Hitting Children

I am so sickened by all of the “good old days” posts I see on social media these days. There is so much that is, in fact, sick here, but, as an educator, child development specialist and child advocate, I have to react to the “wooden spoon” sickness. We can start with the fact that hitting children with an object of any kind is illegal, but discussing legality is not the priority when you have morality and practicality.

There is no question, I repeat, NO QUESTION, that hitting children does damage, not just physically, but psychologically, socially and mentally. The research is clear and unequivocal. Deniers are just that, in denial. Sure, some are affected less than others, and there are all sorts of reasons for that, from temperament to culture to prevalence to other aspects of the parent-child relationship. It can, and to one degree or another does, cause fear (which is NOT the same thing as respect), anxiety, anger, guilt, humiliation, low self-esteem, corruption of social and sexual development, poor school performance, lower IQ’s, desensitization to violence, either over-passivity or hostile aggression (two sides of the coin), and cycles of abuse in parenting.

Consider the message given to the daughter that hitting is an expression of love and the consequences when she grows up and chooses and lives with a partner. Consider the message to the son, who will one day be that partner. Consider the sheer illogic of the message that hitting a child teaches that child not to hit. Rather, it teacher the child that hitting is perfectly fine as long as you’re bigger, more powerful and think you’re right. The message should be that one should never consider putting one’s hands on anyone, not a child, not a spouse, not a pet, unless in necessary self-defense.

Sure, people who were beaten/abused (whatever name you want to give to it, just don’t call it “discipline,” because it’s not) have a psychological need to justify it. To not do so requires confronting the possibility that maybe it was damaging, maybe their parents weren’t so wise and effective and honorable, maybe they really weren’t “bad” and deserving but were just kids. So you have to pretend it was okay, you have to forget how it made you feel, you have to ridicule those (including virtually every psychological and medical expert) who threaten to burst your self-protective bubble, and you probably have to hit your own kids to prove its legitimacy.

Hitting children does not work. It doesn’t teach anything generally, except perhaps either blind obedience or sneakiness. It doesn’t teach what was wrong about the behavior, it’s perceived by the child as purely arbitrary, certainly nothing that can be applied when the spoon is no longer hanging over the child like the Sword of Damocles. In one of my classes, when we came to this subject one of my students responded with the typical, “My father hit me and it didn’t do me any harm.” So we played a game. I asked him what his father might have hit him for. “Taking some candy” was his answer. So I told him to imagine there he was, eight years old, there’s the candy, and your father will never know. What would you do? “Then I’d probably take the candy.”

“Discipline” comes from the root word “disciple,” which means “learner.” Discipline is about teaching, not hurting, not punishing, but consequences that are logical and consistent and teach.  A parent teaches by example. Hitting a child is a disgusting example. And when parents assume the power to hit, they are opening the door to their rage or frustration, to alcohol or drugs, or to emotional problems, perhaps triggered by their having been hit themselves as children, to cross the line into even more serious abuse. I never hit my child… nor either of my wives… nor my dog. It must be instilled as a line not to cross. It isn’t funny, it isn’t nostalgic, it’s dangerous.

I know some people reading this are ready with the ridicule and hostility and defensiveness and counter-arguments, if they’ve gotten this far. That’s on them. They have to deal with this, because it’s not debatable. I could attach dozens of articles, from medical journals and psychological journals and university journals, but if one needs to dismiss this then no volume will matter. But if one person is impacted by this and stops hitting his or her child, or even takes a deeper and more loving look at themselves, then all of this writing and whatever reaction it will get are more than worth it.

**Dataset section**
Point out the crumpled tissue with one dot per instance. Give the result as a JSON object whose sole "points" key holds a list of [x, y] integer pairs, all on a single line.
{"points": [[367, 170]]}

**Assigned task**
Write out the passage of the essay on hitting children from "Consider the message given" to "in necessary self-defense.", copying it word for word.

**Result of this exercise**
Consider the message given to the daughter that hitting is an expression of love and the consequences when she grows up and chooses and lives with a partner. Consider the message to the son, who will one day be that partner. Consider the sheer illogic of the message that hitting a child teaches that child not to hit. Rather, it teacher the child that hitting is perfectly fine as long as you’re bigger, more powerful and think you’re right. The message should be that one should never consider putting one’s hands on anyone, not a child, not a spouse, not a pet, unless in necessary self-defense.